-------- INFORMAÇÕES FORNECIDAS

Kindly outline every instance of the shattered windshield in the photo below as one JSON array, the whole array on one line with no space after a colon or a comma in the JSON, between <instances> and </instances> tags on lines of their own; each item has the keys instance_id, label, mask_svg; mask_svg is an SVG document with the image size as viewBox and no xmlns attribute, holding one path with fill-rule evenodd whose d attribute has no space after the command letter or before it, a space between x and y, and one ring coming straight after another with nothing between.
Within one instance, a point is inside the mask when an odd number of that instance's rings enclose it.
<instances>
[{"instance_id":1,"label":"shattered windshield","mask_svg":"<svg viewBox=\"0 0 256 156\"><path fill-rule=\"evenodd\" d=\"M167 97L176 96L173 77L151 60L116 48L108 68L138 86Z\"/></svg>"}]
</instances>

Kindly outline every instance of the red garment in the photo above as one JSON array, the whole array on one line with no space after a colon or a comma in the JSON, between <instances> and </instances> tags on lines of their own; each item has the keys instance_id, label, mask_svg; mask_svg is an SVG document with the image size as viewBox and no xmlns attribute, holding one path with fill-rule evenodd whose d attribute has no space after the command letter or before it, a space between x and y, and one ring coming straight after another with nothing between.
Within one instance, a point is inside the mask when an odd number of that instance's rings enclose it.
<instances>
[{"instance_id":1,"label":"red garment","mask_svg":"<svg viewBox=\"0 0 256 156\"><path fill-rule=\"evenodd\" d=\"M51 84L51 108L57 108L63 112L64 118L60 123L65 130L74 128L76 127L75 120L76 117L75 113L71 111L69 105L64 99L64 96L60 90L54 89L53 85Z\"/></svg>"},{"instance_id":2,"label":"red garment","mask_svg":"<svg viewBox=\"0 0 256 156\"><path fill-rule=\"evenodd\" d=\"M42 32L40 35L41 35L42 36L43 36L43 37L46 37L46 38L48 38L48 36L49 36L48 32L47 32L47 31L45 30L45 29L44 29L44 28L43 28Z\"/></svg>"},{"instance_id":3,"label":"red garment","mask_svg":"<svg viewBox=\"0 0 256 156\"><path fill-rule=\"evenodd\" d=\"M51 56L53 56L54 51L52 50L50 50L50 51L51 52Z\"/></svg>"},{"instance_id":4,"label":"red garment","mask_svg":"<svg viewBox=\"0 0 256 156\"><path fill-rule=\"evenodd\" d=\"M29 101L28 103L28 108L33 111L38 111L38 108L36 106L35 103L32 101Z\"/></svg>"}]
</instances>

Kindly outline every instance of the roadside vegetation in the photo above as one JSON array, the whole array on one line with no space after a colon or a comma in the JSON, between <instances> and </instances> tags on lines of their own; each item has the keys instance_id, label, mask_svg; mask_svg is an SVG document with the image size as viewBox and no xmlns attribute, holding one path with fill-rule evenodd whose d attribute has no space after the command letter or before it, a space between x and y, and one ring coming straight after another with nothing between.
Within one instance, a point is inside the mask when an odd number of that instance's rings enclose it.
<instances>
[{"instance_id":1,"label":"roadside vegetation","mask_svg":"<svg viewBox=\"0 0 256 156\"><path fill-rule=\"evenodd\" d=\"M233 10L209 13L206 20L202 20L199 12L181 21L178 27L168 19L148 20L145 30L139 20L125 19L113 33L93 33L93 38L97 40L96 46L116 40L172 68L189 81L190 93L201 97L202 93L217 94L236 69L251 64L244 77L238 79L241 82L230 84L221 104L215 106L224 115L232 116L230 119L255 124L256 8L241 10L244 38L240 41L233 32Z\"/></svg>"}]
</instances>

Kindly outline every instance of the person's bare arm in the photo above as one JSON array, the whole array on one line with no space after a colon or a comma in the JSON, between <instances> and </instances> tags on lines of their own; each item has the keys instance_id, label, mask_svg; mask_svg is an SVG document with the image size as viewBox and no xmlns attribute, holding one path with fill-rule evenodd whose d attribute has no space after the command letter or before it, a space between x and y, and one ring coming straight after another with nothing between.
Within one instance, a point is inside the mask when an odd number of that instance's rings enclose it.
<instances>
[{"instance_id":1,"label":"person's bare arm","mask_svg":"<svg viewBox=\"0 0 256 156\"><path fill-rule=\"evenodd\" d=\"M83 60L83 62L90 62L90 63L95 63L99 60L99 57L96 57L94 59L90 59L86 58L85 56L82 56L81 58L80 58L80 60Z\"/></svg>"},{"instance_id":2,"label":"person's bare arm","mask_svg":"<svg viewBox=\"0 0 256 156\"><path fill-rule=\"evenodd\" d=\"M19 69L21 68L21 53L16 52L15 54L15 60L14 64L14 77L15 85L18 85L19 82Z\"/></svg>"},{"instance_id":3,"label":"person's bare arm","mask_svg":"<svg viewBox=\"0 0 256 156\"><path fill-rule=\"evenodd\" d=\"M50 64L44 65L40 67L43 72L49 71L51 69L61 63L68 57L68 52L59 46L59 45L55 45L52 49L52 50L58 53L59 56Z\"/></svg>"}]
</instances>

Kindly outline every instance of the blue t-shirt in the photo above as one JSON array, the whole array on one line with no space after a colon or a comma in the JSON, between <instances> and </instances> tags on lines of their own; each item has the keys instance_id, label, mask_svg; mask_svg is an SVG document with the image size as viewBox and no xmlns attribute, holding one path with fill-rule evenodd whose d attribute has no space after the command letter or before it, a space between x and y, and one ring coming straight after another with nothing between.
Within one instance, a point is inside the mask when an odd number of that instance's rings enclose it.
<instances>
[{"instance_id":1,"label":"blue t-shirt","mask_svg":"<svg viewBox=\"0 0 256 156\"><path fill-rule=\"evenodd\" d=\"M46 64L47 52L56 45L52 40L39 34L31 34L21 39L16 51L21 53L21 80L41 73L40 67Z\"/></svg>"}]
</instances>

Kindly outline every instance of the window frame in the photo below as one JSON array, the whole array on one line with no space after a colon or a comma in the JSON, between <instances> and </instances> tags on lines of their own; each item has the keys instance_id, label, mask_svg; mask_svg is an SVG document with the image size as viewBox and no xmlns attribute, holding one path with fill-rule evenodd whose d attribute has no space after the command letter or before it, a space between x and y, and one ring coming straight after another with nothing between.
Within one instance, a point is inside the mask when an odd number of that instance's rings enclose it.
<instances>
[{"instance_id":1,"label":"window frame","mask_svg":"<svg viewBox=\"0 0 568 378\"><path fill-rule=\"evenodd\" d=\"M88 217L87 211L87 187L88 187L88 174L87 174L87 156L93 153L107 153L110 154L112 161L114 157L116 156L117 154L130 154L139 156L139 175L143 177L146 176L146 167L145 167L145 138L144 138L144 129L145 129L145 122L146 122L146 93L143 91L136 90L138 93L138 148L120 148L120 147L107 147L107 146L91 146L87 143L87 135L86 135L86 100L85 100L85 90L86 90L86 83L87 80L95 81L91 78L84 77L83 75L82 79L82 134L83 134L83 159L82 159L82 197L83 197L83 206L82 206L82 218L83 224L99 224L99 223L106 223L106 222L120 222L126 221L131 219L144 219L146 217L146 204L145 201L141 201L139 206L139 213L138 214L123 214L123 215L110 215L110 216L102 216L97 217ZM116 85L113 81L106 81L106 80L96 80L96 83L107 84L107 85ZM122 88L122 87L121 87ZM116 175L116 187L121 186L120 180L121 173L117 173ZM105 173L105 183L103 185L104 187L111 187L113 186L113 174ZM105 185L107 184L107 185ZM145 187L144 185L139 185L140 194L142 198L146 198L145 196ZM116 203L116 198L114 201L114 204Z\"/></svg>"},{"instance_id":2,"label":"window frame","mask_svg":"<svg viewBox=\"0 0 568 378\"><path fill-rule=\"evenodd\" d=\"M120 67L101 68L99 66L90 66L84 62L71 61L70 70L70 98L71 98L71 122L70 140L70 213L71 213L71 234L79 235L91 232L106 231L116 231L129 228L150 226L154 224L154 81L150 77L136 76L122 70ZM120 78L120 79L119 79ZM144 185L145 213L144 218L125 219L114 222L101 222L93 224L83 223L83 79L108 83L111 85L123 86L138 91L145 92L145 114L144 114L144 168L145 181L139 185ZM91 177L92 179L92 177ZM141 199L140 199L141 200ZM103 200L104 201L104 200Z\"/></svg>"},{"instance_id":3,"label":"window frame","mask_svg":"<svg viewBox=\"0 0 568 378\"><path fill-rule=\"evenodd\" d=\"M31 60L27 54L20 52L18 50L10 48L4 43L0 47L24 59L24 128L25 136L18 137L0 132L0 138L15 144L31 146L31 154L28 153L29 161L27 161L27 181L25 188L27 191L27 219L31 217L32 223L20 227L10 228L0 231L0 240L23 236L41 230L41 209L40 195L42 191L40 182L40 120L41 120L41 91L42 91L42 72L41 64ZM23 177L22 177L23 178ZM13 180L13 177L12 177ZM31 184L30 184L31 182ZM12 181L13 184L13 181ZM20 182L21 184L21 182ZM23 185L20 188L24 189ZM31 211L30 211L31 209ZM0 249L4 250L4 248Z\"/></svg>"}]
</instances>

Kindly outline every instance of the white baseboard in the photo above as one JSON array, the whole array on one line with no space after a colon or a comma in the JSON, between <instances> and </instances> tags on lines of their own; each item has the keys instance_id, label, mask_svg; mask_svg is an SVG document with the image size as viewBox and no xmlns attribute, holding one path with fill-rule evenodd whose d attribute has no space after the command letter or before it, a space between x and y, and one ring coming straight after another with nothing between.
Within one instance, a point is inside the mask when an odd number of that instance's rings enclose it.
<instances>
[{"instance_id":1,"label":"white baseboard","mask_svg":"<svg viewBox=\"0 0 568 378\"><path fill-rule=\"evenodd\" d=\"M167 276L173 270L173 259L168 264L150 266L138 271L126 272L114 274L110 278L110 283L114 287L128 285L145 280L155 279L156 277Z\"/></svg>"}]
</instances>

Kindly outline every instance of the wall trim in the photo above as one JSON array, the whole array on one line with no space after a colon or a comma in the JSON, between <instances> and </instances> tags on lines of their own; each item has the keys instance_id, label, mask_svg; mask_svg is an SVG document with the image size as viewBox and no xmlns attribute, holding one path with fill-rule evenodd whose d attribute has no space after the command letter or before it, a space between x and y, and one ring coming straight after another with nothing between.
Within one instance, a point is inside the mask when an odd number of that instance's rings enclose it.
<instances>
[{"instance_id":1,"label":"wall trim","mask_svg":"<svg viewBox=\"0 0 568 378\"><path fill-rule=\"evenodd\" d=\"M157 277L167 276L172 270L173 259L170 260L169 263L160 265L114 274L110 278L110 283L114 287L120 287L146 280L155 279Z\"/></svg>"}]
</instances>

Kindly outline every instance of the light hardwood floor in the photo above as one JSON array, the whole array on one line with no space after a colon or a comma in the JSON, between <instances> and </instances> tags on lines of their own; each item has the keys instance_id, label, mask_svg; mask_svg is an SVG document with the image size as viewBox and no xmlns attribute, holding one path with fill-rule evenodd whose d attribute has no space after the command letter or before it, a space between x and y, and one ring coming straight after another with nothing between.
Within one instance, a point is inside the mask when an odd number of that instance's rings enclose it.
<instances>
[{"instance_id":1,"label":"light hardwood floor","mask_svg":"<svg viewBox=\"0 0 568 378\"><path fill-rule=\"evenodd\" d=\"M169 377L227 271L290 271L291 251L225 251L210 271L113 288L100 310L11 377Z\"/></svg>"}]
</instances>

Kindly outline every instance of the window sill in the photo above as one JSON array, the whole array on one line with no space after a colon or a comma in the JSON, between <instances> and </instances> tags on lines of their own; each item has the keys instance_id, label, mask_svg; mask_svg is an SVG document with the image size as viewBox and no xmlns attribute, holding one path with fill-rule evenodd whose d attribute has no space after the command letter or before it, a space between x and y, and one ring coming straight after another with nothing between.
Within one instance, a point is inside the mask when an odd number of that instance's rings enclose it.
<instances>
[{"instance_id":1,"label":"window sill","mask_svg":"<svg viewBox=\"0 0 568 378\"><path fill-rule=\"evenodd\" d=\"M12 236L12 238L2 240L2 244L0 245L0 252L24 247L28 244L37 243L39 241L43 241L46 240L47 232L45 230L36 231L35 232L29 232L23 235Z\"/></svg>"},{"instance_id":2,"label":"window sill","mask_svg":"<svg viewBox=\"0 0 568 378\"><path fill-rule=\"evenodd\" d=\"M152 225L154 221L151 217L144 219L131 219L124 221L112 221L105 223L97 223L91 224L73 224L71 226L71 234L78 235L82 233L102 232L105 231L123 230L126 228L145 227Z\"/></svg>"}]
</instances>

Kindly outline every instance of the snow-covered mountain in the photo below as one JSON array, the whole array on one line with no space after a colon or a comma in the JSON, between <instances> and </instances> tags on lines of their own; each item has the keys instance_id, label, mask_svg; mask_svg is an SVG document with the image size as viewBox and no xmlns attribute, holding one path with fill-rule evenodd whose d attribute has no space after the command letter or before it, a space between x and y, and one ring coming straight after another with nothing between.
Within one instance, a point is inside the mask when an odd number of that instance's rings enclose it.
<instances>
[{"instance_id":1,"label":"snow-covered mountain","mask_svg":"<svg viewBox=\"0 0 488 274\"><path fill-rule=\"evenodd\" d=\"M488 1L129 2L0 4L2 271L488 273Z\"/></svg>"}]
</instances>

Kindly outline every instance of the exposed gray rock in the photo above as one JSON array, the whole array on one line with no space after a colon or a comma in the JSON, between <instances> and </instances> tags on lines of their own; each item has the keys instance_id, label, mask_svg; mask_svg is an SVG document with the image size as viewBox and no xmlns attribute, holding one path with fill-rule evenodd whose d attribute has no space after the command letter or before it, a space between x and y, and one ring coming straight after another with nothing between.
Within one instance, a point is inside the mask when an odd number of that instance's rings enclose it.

----------------

INSTRUÇÕES DO EXERCÍCIO
Copie sem nenhuma alteração as linhas do material que vão da linha com "Kindly outline every instance of the exposed" até o fim do material, incluindo as duas extremidades.

RESPOSTA CORRETA
Kindly outline every instance of the exposed gray rock in the photo above as one JSON array, the whole array on one line with no space after a colon or a comma in the JSON, between <instances> and </instances> tags on lines of their own; each item has the keys instance_id, label, mask_svg; mask_svg is an SVG document with the image size as viewBox and no xmlns attribute, holding one path with fill-rule evenodd whose d attribute has no space after the command letter or before it, a space between x and y, and one ring coming straight after another with nothing between.
Within one instance, a point is inside the mask when an odd number of that instance's rings enclose it.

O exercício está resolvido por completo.